▶ _Available records_:
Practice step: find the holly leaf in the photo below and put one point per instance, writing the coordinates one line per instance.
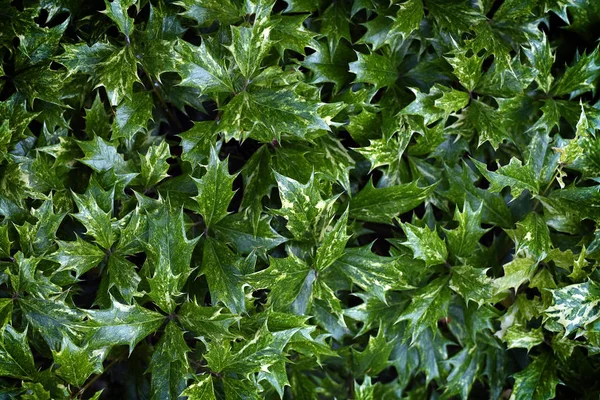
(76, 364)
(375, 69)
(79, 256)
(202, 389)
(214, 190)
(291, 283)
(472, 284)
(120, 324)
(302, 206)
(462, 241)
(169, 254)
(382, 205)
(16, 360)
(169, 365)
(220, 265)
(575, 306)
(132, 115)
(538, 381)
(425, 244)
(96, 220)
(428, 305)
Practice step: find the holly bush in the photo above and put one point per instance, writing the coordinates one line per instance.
...
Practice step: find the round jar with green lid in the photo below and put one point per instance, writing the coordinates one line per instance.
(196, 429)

▶ _What is required_:
How many lines of the records above contain the word "find"? Reply with the number alone.

▶ _Answer for the task_:
3